→ **Письменное задание**
Перепишите без изменений часть отрывка о французском влиянии на русское образование от слов «Повсюду стали внедряться» до слов «на домашних педагогов-иностранцев.».

→ **Фрагмент источника**
Повсюду стали внедряться французские костюмы, манеры, вкусы, моды, литература, театр и язык, увеличился наплыв французских учителей — гувернеров. По воспоминаниям смоленского дворянина, бывшего воспитанника губернского пансиона, «всего успешнее преподавался французский язык, потому что воспитанникам строго запрещено было говорить по-русски; за каждое русское слово, произнесенное воспитанником, его обзывали ферулой из подошвенной кожи».
Упал престиж технического и вообще научного образования. Открытые Петром Великим в Москве и Петербурге две навигационные академические школы, куда по строгому указу о воинской повинности набирались дети помещиков и дворян, потеряли свое прежнее значение и влачили жалкое существование, ибо поступать в них было некому: дворяне не желали давать своим детям навигационного и артиллерийского образования, все воспитание возложили на домашних педагогов-иностранцев.
Печальную картину являли собой и основные высшие общеобразовательные и просветительные учебные заведения, такие, как Академия наук, Московский и Петербургский университеты, где, по словам, Ломоносова, «ни образа, ни подобия университетского не видно». Преподавание шло на низком уровне, лекции читались на французском или латинском языке. В столичном обществе в ту пору наиболее популярным типом великосветского кавалера был молодой человек без определенных занятий и цели, воспитанный по-французски, презирающий все русское, в том числе науки, гражданское и техническое образование, изящный и ловкий ухажер, постигший, что по светским законам в танцующем кавалере ума не полагается.

→ **Исходные данные**
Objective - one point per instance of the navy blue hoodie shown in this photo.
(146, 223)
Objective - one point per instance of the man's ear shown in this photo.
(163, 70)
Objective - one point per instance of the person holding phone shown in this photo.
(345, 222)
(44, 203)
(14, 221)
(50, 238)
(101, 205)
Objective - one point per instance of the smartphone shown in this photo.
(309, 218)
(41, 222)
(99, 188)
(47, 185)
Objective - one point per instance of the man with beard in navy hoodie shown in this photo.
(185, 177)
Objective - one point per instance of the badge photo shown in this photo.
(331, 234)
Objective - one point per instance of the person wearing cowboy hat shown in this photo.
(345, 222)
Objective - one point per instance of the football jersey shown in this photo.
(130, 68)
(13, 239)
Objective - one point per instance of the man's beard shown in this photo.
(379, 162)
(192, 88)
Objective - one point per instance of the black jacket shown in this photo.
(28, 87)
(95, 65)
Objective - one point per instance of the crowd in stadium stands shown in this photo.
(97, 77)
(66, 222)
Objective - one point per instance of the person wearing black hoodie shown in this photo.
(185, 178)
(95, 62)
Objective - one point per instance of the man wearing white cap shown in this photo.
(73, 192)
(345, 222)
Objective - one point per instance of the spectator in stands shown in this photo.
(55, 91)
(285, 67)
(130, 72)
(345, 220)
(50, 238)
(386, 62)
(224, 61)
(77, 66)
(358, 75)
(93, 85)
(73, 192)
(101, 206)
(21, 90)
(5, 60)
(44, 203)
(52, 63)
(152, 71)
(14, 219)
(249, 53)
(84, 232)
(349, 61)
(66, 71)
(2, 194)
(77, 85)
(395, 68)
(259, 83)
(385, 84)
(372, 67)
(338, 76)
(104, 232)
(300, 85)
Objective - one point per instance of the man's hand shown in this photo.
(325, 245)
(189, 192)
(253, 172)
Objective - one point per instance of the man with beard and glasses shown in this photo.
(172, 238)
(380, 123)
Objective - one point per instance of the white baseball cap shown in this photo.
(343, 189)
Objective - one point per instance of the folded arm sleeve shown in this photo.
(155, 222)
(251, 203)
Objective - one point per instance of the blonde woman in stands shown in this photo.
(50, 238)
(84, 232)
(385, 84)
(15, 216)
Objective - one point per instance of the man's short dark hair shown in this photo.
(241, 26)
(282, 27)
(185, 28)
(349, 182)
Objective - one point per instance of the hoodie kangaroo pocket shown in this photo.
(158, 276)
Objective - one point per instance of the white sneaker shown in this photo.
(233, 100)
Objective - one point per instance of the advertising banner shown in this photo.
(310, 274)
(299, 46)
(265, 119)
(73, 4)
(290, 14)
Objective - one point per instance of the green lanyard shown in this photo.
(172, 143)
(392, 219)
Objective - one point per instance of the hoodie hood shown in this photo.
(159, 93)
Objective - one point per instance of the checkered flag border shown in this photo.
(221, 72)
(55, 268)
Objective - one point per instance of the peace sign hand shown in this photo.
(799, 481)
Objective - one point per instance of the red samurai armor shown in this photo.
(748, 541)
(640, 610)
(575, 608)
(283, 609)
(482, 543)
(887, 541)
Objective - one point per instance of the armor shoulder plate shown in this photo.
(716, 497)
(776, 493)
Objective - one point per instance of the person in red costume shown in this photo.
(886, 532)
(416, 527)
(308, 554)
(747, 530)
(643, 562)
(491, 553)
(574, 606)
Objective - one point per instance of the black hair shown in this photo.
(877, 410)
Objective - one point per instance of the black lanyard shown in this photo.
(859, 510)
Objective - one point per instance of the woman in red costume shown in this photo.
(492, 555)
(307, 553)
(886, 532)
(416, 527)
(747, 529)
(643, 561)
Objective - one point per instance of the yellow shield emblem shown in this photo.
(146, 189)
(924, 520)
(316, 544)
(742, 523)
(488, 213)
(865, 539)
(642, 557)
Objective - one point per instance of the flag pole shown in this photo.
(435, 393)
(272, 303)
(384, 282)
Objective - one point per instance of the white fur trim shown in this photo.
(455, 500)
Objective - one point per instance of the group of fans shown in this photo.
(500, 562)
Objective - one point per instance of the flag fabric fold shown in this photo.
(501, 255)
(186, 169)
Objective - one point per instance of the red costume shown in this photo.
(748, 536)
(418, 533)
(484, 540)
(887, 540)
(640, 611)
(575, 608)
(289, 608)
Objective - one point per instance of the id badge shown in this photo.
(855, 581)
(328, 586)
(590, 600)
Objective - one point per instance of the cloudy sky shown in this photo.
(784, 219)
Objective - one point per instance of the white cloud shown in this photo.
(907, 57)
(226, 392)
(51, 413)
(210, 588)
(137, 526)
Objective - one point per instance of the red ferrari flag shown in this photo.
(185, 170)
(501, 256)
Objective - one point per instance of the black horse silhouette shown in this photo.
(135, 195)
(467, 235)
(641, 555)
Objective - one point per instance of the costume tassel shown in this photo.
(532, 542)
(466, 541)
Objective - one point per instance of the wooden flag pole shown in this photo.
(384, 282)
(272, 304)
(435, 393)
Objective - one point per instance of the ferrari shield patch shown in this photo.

→ **Решение задания**
Повсюду стали внедряться французские костюмы, манеры, вкусы, моды, литература, театр и язык, увеличился наплыв французских учителей — гувернеров. По воспоминаниям смоленского дворянина, бывшего воспитанника губернского пансиона, «всего успешнее преподавался французский язык, потому что воспитанникам строго запрещено было говорить по-русски; за каждое русское слово, произнесенное воспитанником, его обзывали ферулой из подошвенной кожи».
Упал престиж технического и вообще научного образования. Открытые Петром Великим в Москве и Петербурге две навигационные академические школы, куда по строгому указу о воинской повинности набирались дети помещиков и дворян, потеряли свое прежнее значение и влачили жалкое существование, ибо поступать в них было некому: дворяне не желали давать своим детям навигационного и артиллерийского образования, все воспитание возложили на домашних педагогов-иностранцев.